● **ACTION ITEM**: Continue the text on the Playwork Principles and Play Types from the point where it stops.

● **PROVIDED TEXT**:
What are the Playwork Principles and Play Types?

The Playwork Principles
These principles describe what is unique about play and playwork, and provide the playwork perspective for working with children and young people. They are based on the recognition that children and young people’s capacity for positive development will be enhanced if given access to the broadest range of environments and play opportunities.

- All children and young people need to play. The impulse to play is innate. Play is a biological, psychological and social necessity, and is fundamental to the healthy development and well-being of individuals and communities.
- Play is a process that is freely chosen, personally directed and intrinsically motivated. That is, children and young people determine and control the content and intent of their play, by following their own instincts, ideas and interests, in their own way for their own reasons.
- The prime focus and essence of playwork is to support and facilitate the play process and this should inform the development of play policy, strategy, training and education.
- For playworkers, the play process takes precedence and playworkers act as advocates for play when engaging with adult-led agendas.
- The role of the playworker is to support all children and young people in the creation of a space in which they can play.
- The playworker’s response to children and young people playing is based on a sound up to date knowledge of the play process, and reflective practice.
- Playworkers recognise their own impact on the play space and also the impact of children and young people’s play on the playworker.

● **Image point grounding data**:
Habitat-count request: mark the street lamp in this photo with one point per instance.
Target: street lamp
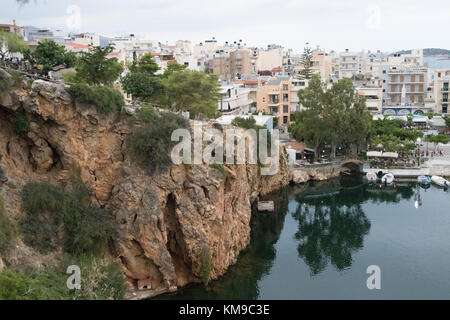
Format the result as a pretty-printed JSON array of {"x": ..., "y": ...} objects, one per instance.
[{"x": 418, "y": 150}]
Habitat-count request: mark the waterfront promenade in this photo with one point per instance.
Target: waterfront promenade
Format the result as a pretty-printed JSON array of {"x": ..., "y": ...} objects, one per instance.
[{"x": 436, "y": 165}]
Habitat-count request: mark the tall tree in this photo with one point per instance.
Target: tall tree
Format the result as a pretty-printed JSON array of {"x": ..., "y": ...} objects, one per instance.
[
  {"x": 10, "y": 43},
  {"x": 141, "y": 82},
  {"x": 145, "y": 64},
  {"x": 333, "y": 116},
  {"x": 95, "y": 67},
  {"x": 310, "y": 125},
  {"x": 307, "y": 62},
  {"x": 193, "y": 91},
  {"x": 49, "y": 54}
]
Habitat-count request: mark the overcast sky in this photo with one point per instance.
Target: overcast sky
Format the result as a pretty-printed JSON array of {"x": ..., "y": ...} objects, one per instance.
[{"x": 333, "y": 24}]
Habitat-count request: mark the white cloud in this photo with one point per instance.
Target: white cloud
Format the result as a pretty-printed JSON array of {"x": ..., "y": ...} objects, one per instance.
[{"x": 353, "y": 24}]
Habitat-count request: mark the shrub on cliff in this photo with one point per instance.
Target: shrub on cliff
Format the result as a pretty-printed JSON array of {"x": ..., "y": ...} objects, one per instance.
[
  {"x": 20, "y": 125},
  {"x": 99, "y": 281},
  {"x": 106, "y": 99},
  {"x": 220, "y": 168},
  {"x": 8, "y": 231},
  {"x": 205, "y": 259},
  {"x": 51, "y": 212},
  {"x": 150, "y": 142}
]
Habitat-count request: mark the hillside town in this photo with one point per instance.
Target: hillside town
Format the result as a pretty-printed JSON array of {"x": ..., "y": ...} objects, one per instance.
[
  {"x": 265, "y": 82},
  {"x": 89, "y": 124}
]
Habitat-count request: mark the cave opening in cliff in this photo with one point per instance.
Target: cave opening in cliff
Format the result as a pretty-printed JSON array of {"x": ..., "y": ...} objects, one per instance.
[{"x": 175, "y": 243}]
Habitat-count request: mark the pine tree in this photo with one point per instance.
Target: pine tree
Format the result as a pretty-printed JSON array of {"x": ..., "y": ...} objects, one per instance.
[{"x": 307, "y": 62}]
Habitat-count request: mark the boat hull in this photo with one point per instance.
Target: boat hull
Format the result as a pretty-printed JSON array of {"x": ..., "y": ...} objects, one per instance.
[{"x": 440, "y": 181}]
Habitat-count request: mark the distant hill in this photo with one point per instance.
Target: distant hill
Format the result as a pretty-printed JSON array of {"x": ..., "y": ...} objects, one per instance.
[{"x": 428, "y": 52}]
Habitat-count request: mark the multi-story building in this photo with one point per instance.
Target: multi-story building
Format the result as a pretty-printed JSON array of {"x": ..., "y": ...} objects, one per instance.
[
  {"x": 375, "y": 61},
  {"x": 321, "y": 64},
  {"x": 129, "y": 46},
  {"x": 374, "y": 98},
  {"x": 413, "y": 58},
  {"x": 297, "y": 85},
  {"x": 404, "y": 90},
  {"x": 221, "y": 65},
  {"x": 240, "y": 63},
  {"x": 268, "y": 59},
  {"x": 442, "y": 90},
  {"x": 14, "y": 28},
  {"x": 275, "y": 97},
  {"x": 351, "y": 64},
  {"x": 234, "y": 99}
]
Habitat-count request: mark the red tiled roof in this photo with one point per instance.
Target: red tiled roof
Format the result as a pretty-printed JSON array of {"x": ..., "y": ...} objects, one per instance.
[
  {"x": 298, "y": 146},
  {"x": 77, "y": 46}
]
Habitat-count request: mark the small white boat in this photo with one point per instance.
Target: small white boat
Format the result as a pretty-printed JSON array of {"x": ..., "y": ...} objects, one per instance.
[
  {"x": 388, "y": 178},
  {"x": 440, "y": 181},
  {"x": 372, "y": 176},
  {"x": 423, "y": 180}
]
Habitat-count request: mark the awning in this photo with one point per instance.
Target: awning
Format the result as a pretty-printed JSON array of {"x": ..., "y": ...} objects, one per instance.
[
  {"x": 378, "y": 154},
  {"x": 390, "y": 155},
  {"x": 374, "y": 154}
]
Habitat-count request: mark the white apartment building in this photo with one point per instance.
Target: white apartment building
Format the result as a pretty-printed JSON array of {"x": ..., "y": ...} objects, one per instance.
[
  {"x": 413, "y": 58},
  {"x": 374, "y": 64},
  {"x": 405, "y": 90},
  {"x": 297, "y": 85},
  {"x": 441, "y": 90},
  {"x": 269, "y": 59},
  {"x": 234, "y": 99},
  {"x": 351, "y": 64},
  {"x": 374, "y": 98},
  {"x": 87, "y": 39},
  {"x": 128, "y": 45}
]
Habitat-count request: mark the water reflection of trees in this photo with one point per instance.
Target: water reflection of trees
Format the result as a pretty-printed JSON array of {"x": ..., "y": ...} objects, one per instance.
[
  {"x": 329, "y": 232},
  {"x": 331, "y": 222},
  {"x": 331, "y": 228}
]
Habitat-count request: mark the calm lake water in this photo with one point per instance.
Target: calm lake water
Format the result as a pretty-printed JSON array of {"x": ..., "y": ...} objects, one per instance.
[{"x": 323, "y": 236}]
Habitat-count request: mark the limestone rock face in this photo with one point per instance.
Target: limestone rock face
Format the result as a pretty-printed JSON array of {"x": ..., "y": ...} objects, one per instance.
[
  {"x": 165, "y": 222},
  {"x": 300, "y": 176}
]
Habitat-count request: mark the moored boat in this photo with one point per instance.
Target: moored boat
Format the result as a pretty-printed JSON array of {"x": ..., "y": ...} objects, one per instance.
[
  {"x": 440, "y": 181},
  {"x": 423, "y": 180},
  {"x": 388, "y": 178},
  {"x": 372, "y": 176}
]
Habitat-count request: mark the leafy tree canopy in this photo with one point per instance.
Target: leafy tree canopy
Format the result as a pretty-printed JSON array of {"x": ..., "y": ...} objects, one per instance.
[
  {"x": 10, "y": 43},
  {"x": 94, "y": 67},
  {"x": 49, "y": 54}
]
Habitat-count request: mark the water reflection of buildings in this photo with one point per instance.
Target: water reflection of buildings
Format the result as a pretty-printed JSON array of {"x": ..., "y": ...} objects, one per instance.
[{"x": 331, "y": 221}]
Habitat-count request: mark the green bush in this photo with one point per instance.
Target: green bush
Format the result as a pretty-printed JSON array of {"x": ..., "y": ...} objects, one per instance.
[
  {"x": 106, "y": 99},
  {"x": 99, "y": 281},
  {"x": 150, "y": 142},
  {"x": 246, "y": 123},
  {"x": 51, "y": 211},
  {"x": 21, "y": 125},
  {"x": 8, "y": 230},
  {"x": 220, "y": 168},
  {"x": 5, "y": 81},
  {"x": 18, "y": 286},
  {"x": 205, "y": 259}
]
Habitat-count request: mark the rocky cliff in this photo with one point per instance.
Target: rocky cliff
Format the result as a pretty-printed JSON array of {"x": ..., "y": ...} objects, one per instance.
[{"x": 165, "y": 223}]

● **RESPONSE TO THIS TASK**:
- Playworkers choose an intervention style that enables children and young people to extend their play. All playworker intervention must balance risk with the developmental benefit and well-being of children.
The 16 Play Types

Creative Play
Play which allows a new response, the transformation of information, awareness of new connections, with an element of surprise.
This play type is one of the most visual by allowing a child to access loose parts, arts and craft materials.

Communication Play
Play using words, nuances or gestures for example, mime, jokes, play acting, mickey taking, singing, debate, poetry.
Communication play used the whole body – from facial expressions, hand gestures, body demonstrating and vocally.

Deep Play
Play which allows the child to encounter risky or even potentially life threatening experiences, to develop survival skills and conquer fear.
This type of play is defined by play behaviour that can also be classed as risky or adventurous. This has important benefits to a child’s development.

Dramatic Play
Play that dramatizes events in which the child is not a direct participator.
Children may also wish to use make up and costumes in this type of play.

Exploratory Play
Play to access factual information consisting of manipulative behaviours such as handling, throwing, banging or mouthing objects.

Fantasy Play
Play which rearranges the world in the child’s way, a way which is unlikely to occur, for example being a superhero or sitting on a cloud.

Locomotor Play
Movement in any or every direction for its own sake, for example playing chase, jumping, skipping and climbing trees.

Imaginative Play
Play where the conventional rules, which govern the physical world, do not apply, for example pretending to be an animal, or having a make-believe friend to being an object i.e. a tree.

Mastery Play
Control of the physical and affective ingredients of the environments, for example making a dam in a stream, building a bonfire and digging holes in the earth or sand.

Object Play
Play which uses infinite and interesting sequences of hand-eye manipulations and movements i.e. examining an item and looking into how and why something works.

Recapitulative Play
Play that allows the child to explore ancestry, history, rituals, stories, rhymes, fire and darkness. Enables children to access play of earlier human evolutionary stages.

Role Play
Play exploring ways of being, although not normally of an intense personal, social, domestic or interpersonal nature. This could be a child pretending to be driving a car, ironing, piloting a plane.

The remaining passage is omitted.